• _Document text_:
+---+

Transfer learning#

In scvi-tools, transfer learning is currently supported for the subset of models that represent the data in a lower-dimensional space (e.g., scVI, totalVI). For these particular models, which belong to a class of models called conditional variational autoencoders (cVAEs), transfer learning is tantamount to ingesting new data in order to analyze it in the context of some reference dataset. For this, we use the scArches approach [1].

Reference mapping with scArches#

The core logic for scArches is implemented in ArchesMixin.


scArches is an approach that works with cVAEs. Suppose we have \(G\)-dimensional gene expression data represented by \(x\) and one categorical covariate with \(K\) categories that is represented via one-hot (i.e., the second category would be represented as \([0, 1, 0, ..., 0]\)). The first layer of the encoder with \(H\) hidden neurons of a cVAE with ReLU activation can be written as

\begin{align} f_1(x,s) = {\textrm{max}}(0,W_x^{(1)} x + W_s^{(1)} s), \end{align}

where \(W_x^{(1)} \in \mathbb{R}^{H \times G}\) and \(W_s^{(1)} \in \mathbb{R}^{H \times K}\).

Architectural surgery#

Now suppose our cVAE has been trained on data. The so-called “architectural surgery” with scArches augments the first layer with new parameters corresponding to \(L\) unseen categories in the query data (i.e., batches in single-cell language), which are represented in the one-hot vector \(s'\).

The first layer of the encoder is now specified as

\begin{align} f_1(x,s,s') = {\textrm{max}}(0,W_x^{(1)} x + W_s^{(1)} s + W_{s'}^{(1)} s'), \end{align}

where \(W_{s'} \in \mathbb{R}^{H \times L}\) is a new randomly initialized matrix. We note that in practice, there is only one matrix and not three separate matrices. Also, with scArches, the same architectural surgery is applied to the decoder, which is not shown here for brevity.

Some of the cVAEs in scvi-tools use the categorical one-hot encodings in all hidden layers in the encoder. For example, the option deeply_inject_covariates=True can be used in SCVI. Empirically, this improves removal of nuisance variation due to these covariates. In this case of “deep injection” there would be new parameters in each hidden layer. With two hidden layers this is written as

\begin{align} f_2(x,s, s') = {\textrm{max}}(0,f_1(x,s, s') + W^{(2)}_s s + W^{(2)}_{s'} s'). \end{align}


By default, the training of the model with the query data is performed with respect to only the new query-category specific parameters. Thus, all the previous parameters from the reference building stage are frozen. This results in a model in which the latent representation \(z\) (encoder output) does not change for reference data after the query step.

+---+

• _Problem details_:
Summarize the text on transfer learning in three sentences.

Referring expression data based on photos
+---+

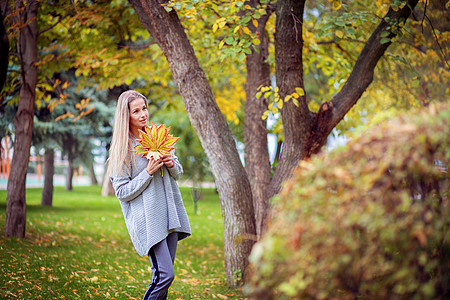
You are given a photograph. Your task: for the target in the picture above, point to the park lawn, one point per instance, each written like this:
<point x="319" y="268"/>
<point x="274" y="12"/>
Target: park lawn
<point x="79" y="249"/>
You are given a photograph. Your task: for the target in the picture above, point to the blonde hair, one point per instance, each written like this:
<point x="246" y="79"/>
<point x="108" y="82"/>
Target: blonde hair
<point x="119" y="162"/>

+---+

• _Solution to this task_:
scvi-tools supports transfer learning for models that represent data in a lower-dimensional space, such as scVI and totalVI. These models are conditional variational autoencoders, and for them transfer learning means ingesting new data to analyze it alongside a reference dataset using the scArches approach. Its "architectural surgery" adds new, randomly initialized parameters for unseen query categories to the encoder and decoder, and by default only these new parameters are trained, so the reference parameters stay frozen and the latent representation of reference data does not change.